What to produce: The output should consist solely of the line containing "of the antenna" and the lines that follow it through the end of the data below.

-------- Records shown --------

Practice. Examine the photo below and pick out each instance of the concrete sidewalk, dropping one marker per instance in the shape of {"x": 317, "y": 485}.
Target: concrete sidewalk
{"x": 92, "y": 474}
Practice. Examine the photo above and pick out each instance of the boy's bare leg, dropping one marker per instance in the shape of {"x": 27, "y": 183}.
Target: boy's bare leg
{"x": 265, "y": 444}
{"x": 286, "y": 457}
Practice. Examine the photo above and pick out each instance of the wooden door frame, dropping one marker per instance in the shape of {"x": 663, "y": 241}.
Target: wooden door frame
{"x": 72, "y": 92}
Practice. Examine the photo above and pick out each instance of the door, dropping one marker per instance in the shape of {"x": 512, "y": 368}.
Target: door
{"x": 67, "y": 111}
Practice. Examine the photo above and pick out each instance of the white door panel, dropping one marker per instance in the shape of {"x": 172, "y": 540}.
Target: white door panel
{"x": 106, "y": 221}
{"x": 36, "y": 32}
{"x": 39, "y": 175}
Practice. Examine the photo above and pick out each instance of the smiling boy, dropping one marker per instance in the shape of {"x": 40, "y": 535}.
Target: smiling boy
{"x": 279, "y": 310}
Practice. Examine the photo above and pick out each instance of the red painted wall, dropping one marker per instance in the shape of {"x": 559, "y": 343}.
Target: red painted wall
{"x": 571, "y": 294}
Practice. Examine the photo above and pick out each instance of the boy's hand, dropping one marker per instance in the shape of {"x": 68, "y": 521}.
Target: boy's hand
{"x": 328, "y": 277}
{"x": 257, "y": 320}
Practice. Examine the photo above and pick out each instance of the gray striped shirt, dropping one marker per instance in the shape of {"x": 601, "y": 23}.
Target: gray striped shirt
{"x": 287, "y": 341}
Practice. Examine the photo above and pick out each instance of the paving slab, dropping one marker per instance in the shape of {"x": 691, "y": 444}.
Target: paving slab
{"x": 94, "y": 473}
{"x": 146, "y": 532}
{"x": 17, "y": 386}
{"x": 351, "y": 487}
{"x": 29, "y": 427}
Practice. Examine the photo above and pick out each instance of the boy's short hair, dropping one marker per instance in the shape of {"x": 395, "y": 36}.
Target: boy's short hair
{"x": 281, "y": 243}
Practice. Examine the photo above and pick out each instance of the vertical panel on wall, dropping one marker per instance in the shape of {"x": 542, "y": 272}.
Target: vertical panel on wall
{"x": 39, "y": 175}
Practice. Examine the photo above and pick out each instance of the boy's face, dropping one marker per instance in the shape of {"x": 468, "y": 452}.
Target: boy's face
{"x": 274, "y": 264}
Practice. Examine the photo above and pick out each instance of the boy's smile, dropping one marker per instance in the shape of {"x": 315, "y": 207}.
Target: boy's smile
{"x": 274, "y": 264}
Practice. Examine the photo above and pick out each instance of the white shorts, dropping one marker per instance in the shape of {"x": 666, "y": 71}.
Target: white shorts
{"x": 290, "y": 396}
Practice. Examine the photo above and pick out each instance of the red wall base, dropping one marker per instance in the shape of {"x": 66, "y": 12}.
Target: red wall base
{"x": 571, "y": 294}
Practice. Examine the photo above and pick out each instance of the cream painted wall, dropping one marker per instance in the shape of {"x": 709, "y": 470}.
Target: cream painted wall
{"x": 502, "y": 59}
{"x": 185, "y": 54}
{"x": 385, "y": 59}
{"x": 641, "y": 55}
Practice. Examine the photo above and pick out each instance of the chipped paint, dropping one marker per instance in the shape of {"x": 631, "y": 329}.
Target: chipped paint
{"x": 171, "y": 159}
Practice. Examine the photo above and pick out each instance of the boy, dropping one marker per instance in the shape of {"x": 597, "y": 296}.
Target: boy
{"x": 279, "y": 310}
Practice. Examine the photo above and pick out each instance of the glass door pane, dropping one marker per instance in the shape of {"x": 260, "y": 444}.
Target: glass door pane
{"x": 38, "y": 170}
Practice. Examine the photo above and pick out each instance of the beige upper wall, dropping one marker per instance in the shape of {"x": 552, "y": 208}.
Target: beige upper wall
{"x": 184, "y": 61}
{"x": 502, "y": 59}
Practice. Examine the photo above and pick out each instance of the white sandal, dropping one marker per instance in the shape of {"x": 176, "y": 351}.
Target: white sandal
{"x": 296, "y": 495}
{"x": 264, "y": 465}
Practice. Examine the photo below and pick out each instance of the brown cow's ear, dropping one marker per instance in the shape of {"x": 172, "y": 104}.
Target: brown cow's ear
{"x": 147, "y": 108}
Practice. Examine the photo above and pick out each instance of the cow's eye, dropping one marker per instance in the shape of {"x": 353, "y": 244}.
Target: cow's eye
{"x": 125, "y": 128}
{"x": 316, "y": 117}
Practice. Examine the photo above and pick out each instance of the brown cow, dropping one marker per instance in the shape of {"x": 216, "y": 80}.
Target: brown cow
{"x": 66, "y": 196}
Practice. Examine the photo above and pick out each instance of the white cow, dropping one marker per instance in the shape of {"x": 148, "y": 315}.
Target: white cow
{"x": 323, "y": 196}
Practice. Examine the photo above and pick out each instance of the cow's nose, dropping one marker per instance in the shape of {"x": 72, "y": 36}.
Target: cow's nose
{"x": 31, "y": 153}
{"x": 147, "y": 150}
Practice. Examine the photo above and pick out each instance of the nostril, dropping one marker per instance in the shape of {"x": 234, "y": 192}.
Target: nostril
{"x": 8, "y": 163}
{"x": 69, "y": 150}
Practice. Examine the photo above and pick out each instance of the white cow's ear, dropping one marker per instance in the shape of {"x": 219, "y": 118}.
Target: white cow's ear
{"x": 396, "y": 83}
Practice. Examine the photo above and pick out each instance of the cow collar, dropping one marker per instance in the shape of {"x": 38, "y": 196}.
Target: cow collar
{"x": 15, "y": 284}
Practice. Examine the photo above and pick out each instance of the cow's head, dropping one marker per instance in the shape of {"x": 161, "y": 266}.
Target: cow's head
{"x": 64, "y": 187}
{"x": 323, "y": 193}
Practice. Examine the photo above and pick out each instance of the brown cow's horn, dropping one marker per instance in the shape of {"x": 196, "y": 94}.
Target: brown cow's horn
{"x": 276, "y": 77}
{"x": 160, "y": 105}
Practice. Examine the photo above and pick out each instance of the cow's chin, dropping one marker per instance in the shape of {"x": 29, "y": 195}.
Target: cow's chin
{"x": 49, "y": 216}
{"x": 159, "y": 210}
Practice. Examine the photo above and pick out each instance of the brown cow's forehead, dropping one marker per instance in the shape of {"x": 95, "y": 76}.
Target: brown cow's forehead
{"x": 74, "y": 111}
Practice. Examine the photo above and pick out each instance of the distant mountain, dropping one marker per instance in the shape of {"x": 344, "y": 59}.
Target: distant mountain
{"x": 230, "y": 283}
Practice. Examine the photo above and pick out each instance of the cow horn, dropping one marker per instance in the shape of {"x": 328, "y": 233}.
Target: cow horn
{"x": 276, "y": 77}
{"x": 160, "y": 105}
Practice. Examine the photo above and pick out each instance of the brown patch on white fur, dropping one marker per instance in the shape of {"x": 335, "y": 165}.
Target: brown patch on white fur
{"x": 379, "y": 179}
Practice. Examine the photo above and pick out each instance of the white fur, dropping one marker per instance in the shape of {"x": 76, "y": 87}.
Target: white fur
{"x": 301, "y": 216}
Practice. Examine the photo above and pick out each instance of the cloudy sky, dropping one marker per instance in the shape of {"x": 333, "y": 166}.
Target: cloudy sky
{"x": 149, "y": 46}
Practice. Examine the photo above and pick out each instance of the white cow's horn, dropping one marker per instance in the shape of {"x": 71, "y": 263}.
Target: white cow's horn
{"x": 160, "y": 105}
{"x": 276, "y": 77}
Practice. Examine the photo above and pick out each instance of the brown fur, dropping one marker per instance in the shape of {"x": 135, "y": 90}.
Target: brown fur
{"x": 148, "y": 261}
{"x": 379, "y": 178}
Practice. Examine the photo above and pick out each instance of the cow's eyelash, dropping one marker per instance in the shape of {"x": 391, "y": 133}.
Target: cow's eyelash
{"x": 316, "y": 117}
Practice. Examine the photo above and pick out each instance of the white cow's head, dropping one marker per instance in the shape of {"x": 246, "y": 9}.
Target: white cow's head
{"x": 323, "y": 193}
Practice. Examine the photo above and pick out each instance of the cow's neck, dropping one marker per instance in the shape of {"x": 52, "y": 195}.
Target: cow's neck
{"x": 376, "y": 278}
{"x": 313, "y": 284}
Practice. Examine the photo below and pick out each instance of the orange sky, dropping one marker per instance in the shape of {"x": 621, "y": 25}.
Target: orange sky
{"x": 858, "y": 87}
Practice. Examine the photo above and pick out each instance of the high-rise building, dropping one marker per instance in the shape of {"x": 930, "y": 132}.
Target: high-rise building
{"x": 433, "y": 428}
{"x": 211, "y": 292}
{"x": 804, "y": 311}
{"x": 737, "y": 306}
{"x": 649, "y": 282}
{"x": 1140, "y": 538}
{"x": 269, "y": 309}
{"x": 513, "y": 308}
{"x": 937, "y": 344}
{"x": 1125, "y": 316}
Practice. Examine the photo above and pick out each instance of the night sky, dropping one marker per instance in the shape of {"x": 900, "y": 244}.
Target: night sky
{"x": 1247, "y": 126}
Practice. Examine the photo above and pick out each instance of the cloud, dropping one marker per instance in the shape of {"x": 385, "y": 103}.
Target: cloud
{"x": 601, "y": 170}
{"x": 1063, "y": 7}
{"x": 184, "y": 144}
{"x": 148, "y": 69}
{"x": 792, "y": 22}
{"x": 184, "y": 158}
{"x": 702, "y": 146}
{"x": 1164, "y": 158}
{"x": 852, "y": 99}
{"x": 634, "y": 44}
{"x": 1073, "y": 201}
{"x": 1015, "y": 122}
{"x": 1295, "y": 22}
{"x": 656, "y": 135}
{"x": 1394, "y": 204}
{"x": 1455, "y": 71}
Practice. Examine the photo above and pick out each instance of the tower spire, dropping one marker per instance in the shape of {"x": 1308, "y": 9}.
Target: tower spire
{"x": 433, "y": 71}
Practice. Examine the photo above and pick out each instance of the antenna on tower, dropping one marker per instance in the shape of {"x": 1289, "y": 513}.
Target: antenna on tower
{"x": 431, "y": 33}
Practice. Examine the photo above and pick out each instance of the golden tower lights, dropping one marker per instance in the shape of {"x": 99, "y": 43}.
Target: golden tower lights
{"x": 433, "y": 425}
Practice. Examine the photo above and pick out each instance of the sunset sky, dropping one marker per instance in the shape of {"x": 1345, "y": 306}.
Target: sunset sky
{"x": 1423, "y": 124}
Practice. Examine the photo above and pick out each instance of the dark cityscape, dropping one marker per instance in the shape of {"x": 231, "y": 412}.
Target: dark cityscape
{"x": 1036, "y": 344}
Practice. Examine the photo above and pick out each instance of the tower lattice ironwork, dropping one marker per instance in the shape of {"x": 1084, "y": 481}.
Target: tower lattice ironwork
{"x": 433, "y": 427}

--------

Exercise result:
Practice. Examine the photo above and pick out each instance of the antenna on tower, dropping one marker per instance in the shape of {"x": 1289, "y": 513}.
Target: antenna on tower
{"x": 431, "y": 33}
Practice. Examine the photo above and pick out each instance of the golden tower lights, dropping one marker per instance in the shape of {"x": 99, "y": 43}.
Target: golden tower lights
{"x": 433, "y": 425}
Practice. Examine the photo above and pick out each instance of the sunset sky, dropping one marker per instance in the shape of {"x": 1345, "y": 306}.
Target: sunset sky
{"x": 1423, "y": 124}
Practice. Examine the photo above and pick out each instance of the dark cityscape, dropping one marker per instance in the shape of {"x": 231, "y": 412}.
Target: dark cityscape
{"x": 1036, "y": 344}
Practice. Examine the photo above and pick out each instance of the tower lattice ironwork, dropping one marker per instance in the shape of {"x": 1084, "y": 481}.
Target: tower lattice ironwork
{"x": 433, "y": 427}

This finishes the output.